Can someone suggest what caused the error?

Thank you.


----------



## talsamon (Jan 15, 2015)

Try to compile it with the gcc. `make install clean CC=gcc48 CXX=g++48 CPP=cpp48`.


----------



## apolinsky (Jan 15, 2015)

I have just restarted compilation with your suggestion. I'll report back if there are problems. In order to promote my understanding, could you explain the successful compilation on my FreeBSD 10 machine while there was a failure on the 9.3?

Alan


----------



## talsamon (Jan 15, 2015)

In the moment I have no 9.3 to test it. I hope it will work. This error normally appears if math.h and cmath.h  both included. Maybe `clang` had problems with the namespace, but I can't tell it surely.


----------



## pkubaj (Jan 15, 2015)

It may be related to 10.0+ using libc++ and 9.1-9.3 using libstdc++ by default (it's possible to use libc++ in 9.1-9.3).


----------



## apolinsky (Jan 15, 2015)

[LISTING]
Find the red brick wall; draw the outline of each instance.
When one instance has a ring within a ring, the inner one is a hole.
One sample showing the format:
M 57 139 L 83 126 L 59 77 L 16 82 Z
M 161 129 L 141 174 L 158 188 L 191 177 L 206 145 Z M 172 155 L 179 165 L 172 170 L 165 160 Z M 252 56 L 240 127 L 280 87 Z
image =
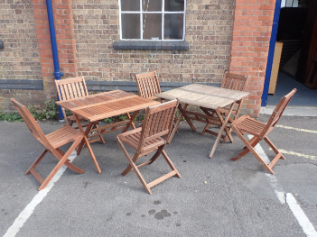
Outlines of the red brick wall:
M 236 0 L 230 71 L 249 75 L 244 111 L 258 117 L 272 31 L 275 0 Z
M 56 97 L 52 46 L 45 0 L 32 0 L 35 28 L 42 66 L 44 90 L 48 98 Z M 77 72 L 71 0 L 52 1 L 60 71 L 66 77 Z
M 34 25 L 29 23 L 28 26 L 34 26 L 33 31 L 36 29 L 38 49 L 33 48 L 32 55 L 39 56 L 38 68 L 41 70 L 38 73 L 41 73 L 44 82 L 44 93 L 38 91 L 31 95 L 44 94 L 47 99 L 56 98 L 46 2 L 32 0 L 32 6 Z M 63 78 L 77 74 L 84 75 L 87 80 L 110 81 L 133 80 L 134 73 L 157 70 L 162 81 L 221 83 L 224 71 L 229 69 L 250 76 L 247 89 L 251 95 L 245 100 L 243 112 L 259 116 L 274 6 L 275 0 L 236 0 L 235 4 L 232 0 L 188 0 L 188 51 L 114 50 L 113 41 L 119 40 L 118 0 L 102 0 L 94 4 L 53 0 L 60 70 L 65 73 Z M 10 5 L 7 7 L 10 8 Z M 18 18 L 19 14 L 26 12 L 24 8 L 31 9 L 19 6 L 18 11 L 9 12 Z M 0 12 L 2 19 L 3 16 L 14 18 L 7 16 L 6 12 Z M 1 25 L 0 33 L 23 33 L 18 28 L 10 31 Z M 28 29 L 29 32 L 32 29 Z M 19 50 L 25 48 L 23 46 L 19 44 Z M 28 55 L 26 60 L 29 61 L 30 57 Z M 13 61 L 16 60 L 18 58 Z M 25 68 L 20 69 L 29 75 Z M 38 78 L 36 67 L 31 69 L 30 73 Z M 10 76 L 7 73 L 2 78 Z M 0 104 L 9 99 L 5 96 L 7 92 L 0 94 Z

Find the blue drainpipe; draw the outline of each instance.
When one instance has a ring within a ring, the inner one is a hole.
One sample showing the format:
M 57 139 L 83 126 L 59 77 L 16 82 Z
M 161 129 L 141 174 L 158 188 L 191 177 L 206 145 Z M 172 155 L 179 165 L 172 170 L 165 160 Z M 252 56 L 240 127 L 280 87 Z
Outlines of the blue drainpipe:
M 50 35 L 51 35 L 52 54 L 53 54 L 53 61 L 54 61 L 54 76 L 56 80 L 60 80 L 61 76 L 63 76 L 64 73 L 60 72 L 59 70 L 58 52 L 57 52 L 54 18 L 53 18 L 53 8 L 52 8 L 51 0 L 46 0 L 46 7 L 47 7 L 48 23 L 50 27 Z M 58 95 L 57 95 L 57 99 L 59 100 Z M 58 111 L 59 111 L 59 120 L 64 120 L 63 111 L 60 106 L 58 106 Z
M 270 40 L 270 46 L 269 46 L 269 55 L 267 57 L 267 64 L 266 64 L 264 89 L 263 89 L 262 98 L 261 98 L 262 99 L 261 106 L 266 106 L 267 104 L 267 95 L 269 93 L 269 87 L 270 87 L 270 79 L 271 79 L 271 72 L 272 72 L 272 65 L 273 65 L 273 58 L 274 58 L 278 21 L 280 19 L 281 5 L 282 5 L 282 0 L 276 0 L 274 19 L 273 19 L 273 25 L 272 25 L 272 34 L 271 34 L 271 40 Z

[SHORT TASK 1]
In the FreeBSD compilation thread, list each variable that talsamon's make command sets, along with the value it is given.
[SHORT TASK 2]
According to pkubaj in the FreeBSD compilation thread, which C++ library do versions 9.1 through 9.3 use by default?
[SHORT TASK 3]
Write the next part of the FreeBSD compilation thread, picking up after its final line.
The material has no connection to the FreeBSD compilation thread.

[RESPONSE 1]
CC=gcc48
CXX=g++48
CPP=cpp48

[RESPONSE 2]
They use libstdc++ by default.

[RESPONSE 3]
If I wanted to try out that suggestion of using libc++ with clang in my 9.3 instance, how would I do that?


----------



## wblock@ (Jan 15, 2015)

Always try the easy stuff first: turn off the various optimizations like OPTIMIZED_CFLAGS and PGO.


----------



## apolinsky (Jan 15, 2015)

I must admit that before I tried switching to gcc, I was going to turn off the optimized_cflags option, since I had read about problems with it and clang, but that's when the suggestion of gcc came in. Thank you to everyone for all of your suggestions. Being a recently retired programmer, which significant experience on Sun computers, I've learned to ask questions when I need help, but only after trying some alternatives on my own.

Alan


----------



## pkubaj (Jan 15, 2015)

See http://blogs.freebsdish.org/theraven/2013/01/03/the-new-c-stack-in-9-1/


----------



## apolinsky (Jan 17, 2015)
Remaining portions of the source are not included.